Set of tasks
[1] List the aspects of a person that the passage on Ayurvedic medicine says its whole-person approach addresses equally.
[2] Carry on the passage on Ayurvedic medicine from where it stops.

Text under study

****************

Ayurvedic Medicine focuses on a whole-person approach equally addressing the patient’s mind, body, community, and spirit as the means to reach optimal health. But, can Ayurveda help you reach optimal health?
Ayurvedic medicine is considered by many to be the oldest healing science, traditionally practiced in India. This form of integrative medicine focuses on a whole-person approach equally addressing each individual's mind, body, community, and spirit as the means to reach optimal health. It's often connected with yogic lifestyles and will compliment a yoga practice well. However, the two aren’t married together permanently. You can practice Ayurveda even if you don’t practice yoga.
I first became interested in an Ayurvedic life after a trip to Costa Rica in 2015 and took a workshop in Santa Teresa with The Healing Cusine and then again after I read the book The Yoga Body Diet John Douillard, which taught me about the lifestyle. Since then, I’ve read many other books on Integrative Medicine lifestyle and diet, and have only loved what I’ve read thus far.
You might have heard the term and are curious about Ayurveda, but are thrown off by terms like "dosha" and "Yoga Nidra." To gain a fuller understanding, consider the following things you should know about Ayurveda.
Ayurveda is about eating well to balance the body, and mental health. It literally means the science of life.
Integrative medicine focuses on a whole-person approach equally addressing each individual's mind, body, community, and spirit as the means to reach optimal health.
It is very different from Western medicine and does not rely on synthetic medications to treat illnesses. Rather, Ayurvedic practitioners try to heal disease by restoring balance through changes in diet, herbs, and meditation.

****************

Supplied information

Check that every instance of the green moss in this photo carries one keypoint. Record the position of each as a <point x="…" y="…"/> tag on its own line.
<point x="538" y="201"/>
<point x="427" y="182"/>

****************

Results for the exercise
[1] mind, body, community, spirit

[2]
If you’re at all confused about it, there are several things you should know about Ayurveda before you jump to any conclusions about it.
The most important aspect you should be aware of Ayurveda is what it is! It isn’t a religion, as some people may think. Rather, Ayurveda is “the traditional Hindu system of medicine, which is based on the idea of balance in bodily systems and uses diet, herbal treatment, and yogic breathing.” In a nutshell, it’s an ancient science based on balance, specific to unique body types.
Ayurveda has made its way to the Western world now, but it’s important to know where it originated from if you really want to understand it. Ayurveda was born in India about five to six thousand years ago. Ayurveda is attributed to Atharva Veda, which is the fourth Veda of the sacred Hindu texts. But this doesn’t mean Ayurveda is religious- it is simply a medical science with origins rooted in Hinduism.
THE THREE DOSHAS
A key component of Ayurveda is the presence of the three doshas or the Tridosha Theory. The three doshas are Vata, Pitta, and Kapha, which are a part of all of us, and characterized by different pairings of elements (ether, fire, water, air, and earth). But, everyone has a dominating dosha, which tells you what your “body type" is and plays a huge role in determining how you’ll live your Ayurvedic lifestyle. If you want to learn what your dosha is, you can take a quick quiz here.
HOW IT EFFECTS YOU
How exactly will Ayurveda affect me?” is an important question to ask yourself when researching this ancient science. Ayurveda will reveal what your body type is, and teach you how to eat in a way that is most beneficial to that body type (dosha).
Also, Yoga Nidra allows you to experience conscious sleep, to access your innermost source of joy, and become more capable of achieving greatness.
Both bits of knowledge of your dosha and practice of Yoga Nidra will help make you a more joyful, blissful person overall, as well as help you accomplish your goals, from weight loss to a promotion at work!
It may seem strange that there are only three doshas for about seven billion people on the planet to share! But that’s why it’s important to remember that Ayurveda is something entirely personal.
You have different levels of each dosha inside of you and should live your life accordingly. Don’t mistake the wonderful simplicity of Ayurveda for impracticality; it’s a personal science you must investigate to gain all the desired benefits.
IT TAKES DEDICATION
Making time for yoga and meditation is only half of Ayurveda. You’ll also probably need to reduce consumption of several foods that aggravate your dominating dosha, and you'll need to add others to your diet that will balance, calm and soothe it.
Of course, there’s no harm in slipping up every once in a while, but to live by Ayurveda totally and completely, you’ll need some serious dedication.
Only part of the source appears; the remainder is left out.